- [Excerpted passage]:
━━━━

Fewer Hispanic voters this year?

From Krissah Thompson of the Washington Post comes the news that the number of black and Hispanic registered voters has fallen sharply since November 2008. That’s not hugely suprising; those numbers usually do decline between presidential elections, and the number of white registered voters tends to decline too. People move around, and young people are especially transient. You won’t find the undergraduates of 2008 in the same dorms or campus area apartments where they were registered to vote four years ago. Many of them may be living in their parents’ basements, where they won’t show up on any list of renters or homeowners.

━━━━

- [Records for this exercise]:
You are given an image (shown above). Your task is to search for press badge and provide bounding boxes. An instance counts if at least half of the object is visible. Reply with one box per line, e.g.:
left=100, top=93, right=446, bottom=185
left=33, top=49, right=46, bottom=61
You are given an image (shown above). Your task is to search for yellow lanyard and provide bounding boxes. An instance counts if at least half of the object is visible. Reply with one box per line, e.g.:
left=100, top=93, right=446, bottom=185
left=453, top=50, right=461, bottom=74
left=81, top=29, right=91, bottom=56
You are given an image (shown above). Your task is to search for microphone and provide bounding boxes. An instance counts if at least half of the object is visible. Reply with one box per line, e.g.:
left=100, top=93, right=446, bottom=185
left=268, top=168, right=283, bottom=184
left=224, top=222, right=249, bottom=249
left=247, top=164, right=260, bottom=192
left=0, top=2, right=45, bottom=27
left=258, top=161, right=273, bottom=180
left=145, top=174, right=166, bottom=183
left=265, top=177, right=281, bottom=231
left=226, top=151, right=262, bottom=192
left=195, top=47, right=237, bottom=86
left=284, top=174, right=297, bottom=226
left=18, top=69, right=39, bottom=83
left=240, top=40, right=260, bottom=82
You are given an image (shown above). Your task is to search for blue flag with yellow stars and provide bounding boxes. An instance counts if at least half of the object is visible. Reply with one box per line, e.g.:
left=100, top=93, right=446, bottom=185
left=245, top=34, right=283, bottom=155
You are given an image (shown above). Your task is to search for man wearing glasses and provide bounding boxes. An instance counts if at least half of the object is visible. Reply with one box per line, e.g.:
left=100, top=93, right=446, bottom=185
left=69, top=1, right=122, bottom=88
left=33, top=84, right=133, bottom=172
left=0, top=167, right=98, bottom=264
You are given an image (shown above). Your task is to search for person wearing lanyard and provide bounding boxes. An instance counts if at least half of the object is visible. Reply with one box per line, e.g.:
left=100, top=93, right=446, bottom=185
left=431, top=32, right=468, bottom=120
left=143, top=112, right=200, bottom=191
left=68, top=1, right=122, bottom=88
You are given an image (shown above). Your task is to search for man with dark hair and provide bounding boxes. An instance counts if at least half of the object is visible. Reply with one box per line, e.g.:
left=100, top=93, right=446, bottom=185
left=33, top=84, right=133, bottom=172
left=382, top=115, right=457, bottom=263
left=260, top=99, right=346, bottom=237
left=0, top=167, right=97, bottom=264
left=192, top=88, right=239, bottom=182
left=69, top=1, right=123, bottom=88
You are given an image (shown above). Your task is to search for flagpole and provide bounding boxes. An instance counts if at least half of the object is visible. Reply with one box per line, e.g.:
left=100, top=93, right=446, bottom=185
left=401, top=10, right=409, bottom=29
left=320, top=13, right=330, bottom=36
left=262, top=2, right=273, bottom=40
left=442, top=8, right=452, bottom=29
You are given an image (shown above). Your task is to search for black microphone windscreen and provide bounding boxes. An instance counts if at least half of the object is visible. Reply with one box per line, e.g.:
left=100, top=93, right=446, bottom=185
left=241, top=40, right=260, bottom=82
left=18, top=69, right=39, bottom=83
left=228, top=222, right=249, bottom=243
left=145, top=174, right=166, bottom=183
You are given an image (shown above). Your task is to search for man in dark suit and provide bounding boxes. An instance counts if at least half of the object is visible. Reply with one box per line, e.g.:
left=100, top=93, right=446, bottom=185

━━━━

- [Work to do]:
1. In the passage on Hispanic voters, which newspaper carried Krissah Thompson's report on the drop in registered voters?
2. In the records, update the stretch from the line containing "search for black" through the line containing "left=241, top=40, right=260, bottom=82" by replacing "windscreen" with "foam cover". Give only those lines, with everything else unchanged.

- [Solutions by task]:
1. The Washington Post

2.
You are given an image (shown above). Your task is to search for black microphone foam cover and provide bounding boxes. An instance counts if at least half of the object is visible. Reply with one box per line, e.g.:
left=100, top=93, right=446, bottom=185
left=241, top=40, right=260, bottom=82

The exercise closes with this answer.